+++ EXTRACTED TEXT

Prophecies of UK economic doom have also been allayed as activity data has bounced back, thanks in part to swift action by the Bank of England. It remains to be seen whether we are in a ‘false dawn’ period. 

The UK government is only at the beginning of its journey to extricate itself from the EU and there are numerous hurdles to overcome, which could yet have an impact on economic confidence in the UK and Europe.

The UK referendum unleashed the forces of anti-globalisation, a phenomenon that is growing globally. 

Investors only have to look to the outcome of the US presidential election as a barometer for those emotive feelings around trade protection, immigration controls and nationalism. 

There are many unanswered questions around president-elect Donald Trump and, if his rhetoric is to be believed, he could have a transformative impact on an accepted and longstanding political order. 

Many investors are comfortable in the belief that, as long as global central bank support remains forthcoming, this 'Goldilocks' state can continue

In Europe too, the political establishment is under pressure from disaffected electorates. Germany’s chancellor Angela Merkel is feeling the heat from the far right and Italy’s prime minister Matteo Renzi may struggle for political survival if the upcoming referendum on constitutional reform does not go his way.

Feelings of political dissatisfaction are, in many ways, a by-product of the economic environment that we find ourselves in. For nearly a decade, central banks have been aggressively cutting interest rates and pumping liquidity into financial markets to spur economic growth rates to levels that we had become accustomed to before the financial crisis in 2008. 

Frustratingly, despite Herculean efforts on the part of policymakers, nominal growth rates remain below pre-crisis levels, and their sustenance continues to rely on central bank support.

++++++

TO DO ▸
Can you reproduce the passage above on the UK economy and political discontent word for word, from start to finish?

+++ ENTRIES SHOWN

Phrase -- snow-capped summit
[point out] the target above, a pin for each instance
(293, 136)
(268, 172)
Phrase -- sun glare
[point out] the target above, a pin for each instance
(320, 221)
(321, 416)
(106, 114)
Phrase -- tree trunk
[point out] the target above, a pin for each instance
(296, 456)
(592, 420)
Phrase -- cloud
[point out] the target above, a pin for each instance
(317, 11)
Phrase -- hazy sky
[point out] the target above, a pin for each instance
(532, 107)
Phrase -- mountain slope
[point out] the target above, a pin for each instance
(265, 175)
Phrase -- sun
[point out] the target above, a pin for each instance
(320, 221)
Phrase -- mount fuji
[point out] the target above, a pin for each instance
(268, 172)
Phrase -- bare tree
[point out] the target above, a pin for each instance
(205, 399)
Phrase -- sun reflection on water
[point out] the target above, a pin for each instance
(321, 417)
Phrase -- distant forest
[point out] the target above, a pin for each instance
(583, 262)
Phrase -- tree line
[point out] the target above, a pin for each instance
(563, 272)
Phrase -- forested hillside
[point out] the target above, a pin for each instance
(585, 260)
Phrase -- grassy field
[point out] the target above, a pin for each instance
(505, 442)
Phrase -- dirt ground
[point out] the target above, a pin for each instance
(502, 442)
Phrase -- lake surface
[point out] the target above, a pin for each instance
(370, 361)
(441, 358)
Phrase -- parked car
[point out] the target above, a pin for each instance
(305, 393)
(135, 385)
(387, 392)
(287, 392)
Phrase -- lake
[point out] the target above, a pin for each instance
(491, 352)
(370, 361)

++++++
+++ ENTRIES SHOWN

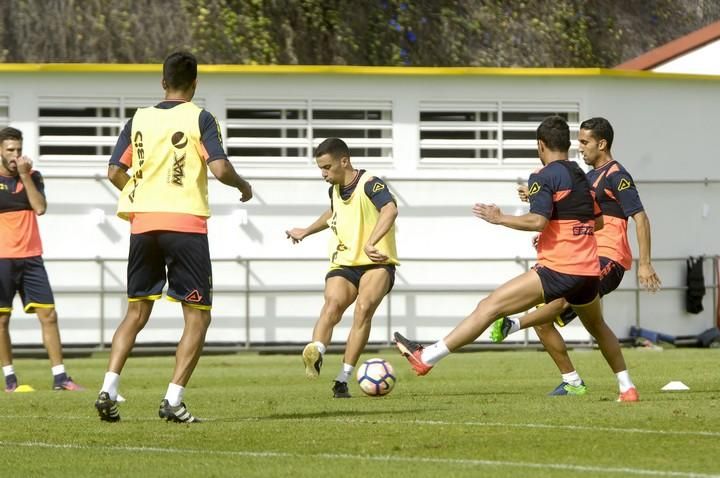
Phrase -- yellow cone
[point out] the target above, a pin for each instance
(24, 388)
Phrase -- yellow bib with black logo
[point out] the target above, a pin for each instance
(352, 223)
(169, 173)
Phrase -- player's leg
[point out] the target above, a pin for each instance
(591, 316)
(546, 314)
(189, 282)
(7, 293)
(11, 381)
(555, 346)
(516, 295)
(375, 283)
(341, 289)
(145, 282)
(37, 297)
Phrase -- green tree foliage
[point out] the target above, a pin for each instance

++++++
+++ ENTRIES SHOWN

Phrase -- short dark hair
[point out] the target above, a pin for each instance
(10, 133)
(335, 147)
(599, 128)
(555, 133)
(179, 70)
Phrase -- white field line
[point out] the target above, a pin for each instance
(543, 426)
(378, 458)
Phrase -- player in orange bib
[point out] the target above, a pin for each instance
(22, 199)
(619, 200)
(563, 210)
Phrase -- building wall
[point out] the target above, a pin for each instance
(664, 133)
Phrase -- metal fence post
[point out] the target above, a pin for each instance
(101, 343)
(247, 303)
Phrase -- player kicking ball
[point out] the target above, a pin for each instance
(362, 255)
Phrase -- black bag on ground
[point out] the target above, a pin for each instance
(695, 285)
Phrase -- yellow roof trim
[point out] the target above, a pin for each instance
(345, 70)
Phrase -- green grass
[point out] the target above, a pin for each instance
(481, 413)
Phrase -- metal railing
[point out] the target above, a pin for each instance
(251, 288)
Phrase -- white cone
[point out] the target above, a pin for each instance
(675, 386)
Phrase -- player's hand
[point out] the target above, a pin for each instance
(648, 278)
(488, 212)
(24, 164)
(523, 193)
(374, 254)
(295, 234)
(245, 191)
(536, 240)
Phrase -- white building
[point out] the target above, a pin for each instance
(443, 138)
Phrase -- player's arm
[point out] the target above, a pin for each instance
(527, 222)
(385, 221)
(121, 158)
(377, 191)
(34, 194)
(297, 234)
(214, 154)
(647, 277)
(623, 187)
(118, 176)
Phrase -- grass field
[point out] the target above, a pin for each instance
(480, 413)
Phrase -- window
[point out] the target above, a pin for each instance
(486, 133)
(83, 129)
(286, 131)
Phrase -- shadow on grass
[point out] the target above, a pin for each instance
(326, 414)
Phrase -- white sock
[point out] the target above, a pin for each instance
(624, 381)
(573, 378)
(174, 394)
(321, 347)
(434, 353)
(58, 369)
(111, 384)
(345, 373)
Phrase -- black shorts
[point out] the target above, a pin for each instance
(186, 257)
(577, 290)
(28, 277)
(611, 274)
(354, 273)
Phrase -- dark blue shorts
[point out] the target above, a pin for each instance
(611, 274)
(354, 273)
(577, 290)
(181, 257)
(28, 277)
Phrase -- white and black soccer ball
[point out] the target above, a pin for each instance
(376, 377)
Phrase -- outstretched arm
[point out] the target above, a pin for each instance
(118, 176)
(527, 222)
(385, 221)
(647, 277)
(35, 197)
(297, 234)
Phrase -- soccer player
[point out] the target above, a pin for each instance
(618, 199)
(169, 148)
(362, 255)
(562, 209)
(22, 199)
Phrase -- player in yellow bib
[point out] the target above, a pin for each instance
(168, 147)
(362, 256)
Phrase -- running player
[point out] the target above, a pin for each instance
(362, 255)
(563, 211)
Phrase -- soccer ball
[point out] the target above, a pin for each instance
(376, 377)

++++++

RESULT OF THE TASK ▸
Prophecies of UK economic doom have also been allayed as activity data has bounced back, thanks in part to swift action by the Bank of England. It remains to be seen whether we are in a ‘false dawn’ period. 

The UK government is only at the beginning of its journey to extricate itself from the EU and there are numerous hurdles to overcome, which could yet have an impact on economic confidence in the UK and Europe.

The UK referendum unleashed the forces of anti-globalisation, a phenomenon that is growing globally. 

Investors only have to look to the outcome of the US presidential election as a barometer for those emotive feelings around trade protection, immigration controls and nationalism. 

There are many unanswered questions around president-elect Donald Trump and, if his rhetoric is to be believed, he could have a transformative impact on an accepted and longstanding political order. 

Many investors are comfortable in the belief that, as long as global central bank support remains forthcoming, this 'Goldilocks' state can continue

In Europe too, the political establishment is under pressure from disaffected electorates. Germany’s chancellor Angela Merkel is feeling the heat from the far right and Italy’s prime minister Matteo Renzi may struggle for political survival if the upcoming referendum on constitutional reform does not go his way.

Feelings of political dissatisfaction are, in many ways, a by-product of the economic environment that we find ourselves in. For nearly a decade, central banks have been aggressively cutting interest rates and pumping liquidity into financial markets to spur economic growth rates to levels that we had become accustomed to before the financial crisis in 2008. 

Frustratingly, despite Herculean efforts on the part of policymakers, nominal growth rates remain below pre-crisis levels, and their sustenance continues to rely on central bank support.